- At least three female Snap employees were reportedly given bumper severance deals last year after staff complained that a round of layoffs disproportionately affected women.
- The Wall Street Journal said employees raised their concerns in a letter and Snap agreed to compensate the three women over and above their severance deals.
- A Snap spokeswoman denied that gender played any role in the restructuring of the company in March last year, and said that the majority of employees fired were men.
- A former Snap engineer sent an email last year saying the work culture was "toxic" and "sexist."
Snap paid out bumper settlements to at least three female employees during major layoffs last year after staff wrote to the company asking why so many women on their team were fired, The Wall Street Journal reports.
Snap laid off 218 employees in March 2018, with concerns raised about the fact that six of the nine employees let go from the growth and design teams were women, sources told the Journal. Snap later confirmed these figures to Business Insider.
When some of these employees wrote to ask Snap why a high number of the fired workers were female, Snap offered at least three of the women extra cash settlements and shares on top of their severance packages.
Some men also received additional severance benefits, the Journal added. The other three of the six women were given opportunities in other areas of the company.

- [PROMPT 1] Name every company or news organization mentioned in the article on Snap's layoffs.
- [PROMPT 2] According to the article on Snap's layoffs, how many employees did Snap lay off in March 2018?
- [PROMPT 3] Reproduce the stretch of the article on Snap's layoffs from "Snap laid off" through "to Business Insider.".
The listing comes from a source unrelated to the article on Snap's layoffs.

- [GIVEN DATA]

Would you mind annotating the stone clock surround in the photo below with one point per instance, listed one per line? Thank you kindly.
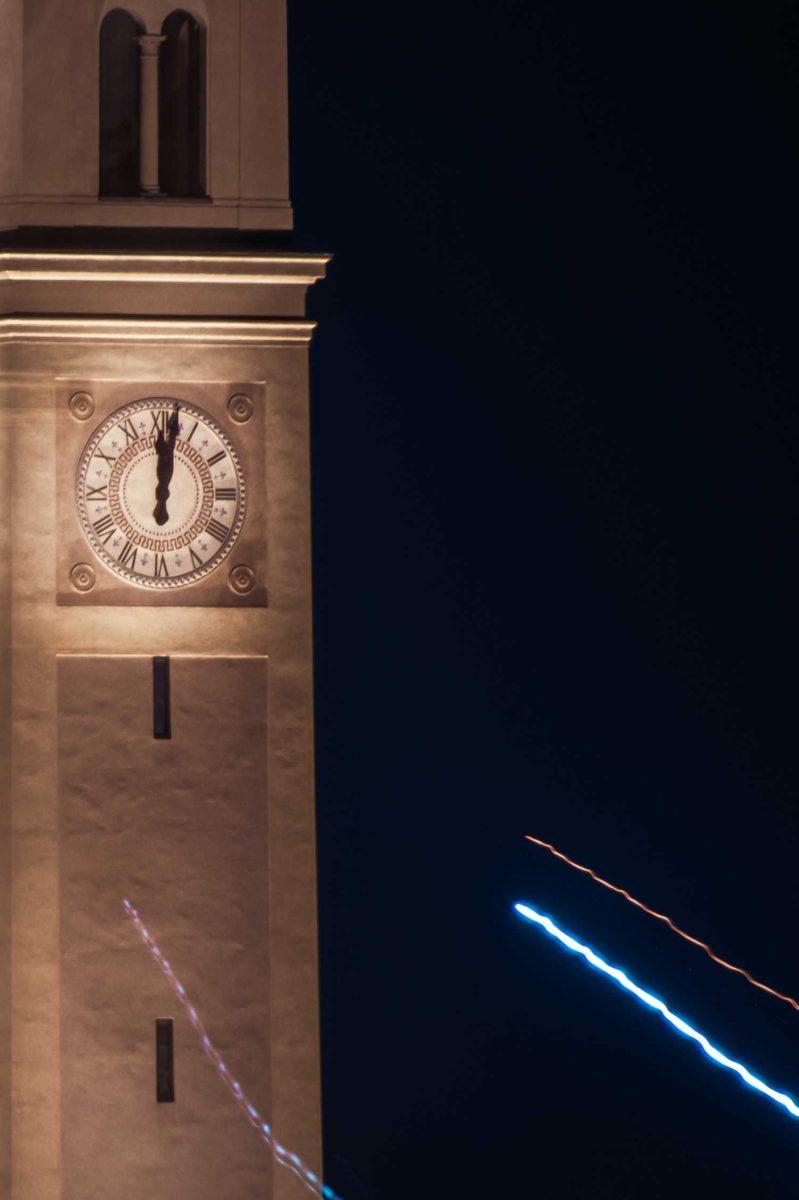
(270, 343)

- [ANSWER 1] Snap, The Wall Street Journal, Business Insider

- [ANSWER 2] 218 employees

- [ANSWER 3]
Snap laid off 218 employees in March 2018, with concerns raised about the fact that six of the nine employees let go from the growth and design teams were women, sources told the Journal. Snap later confirmed these figures to Business Insider.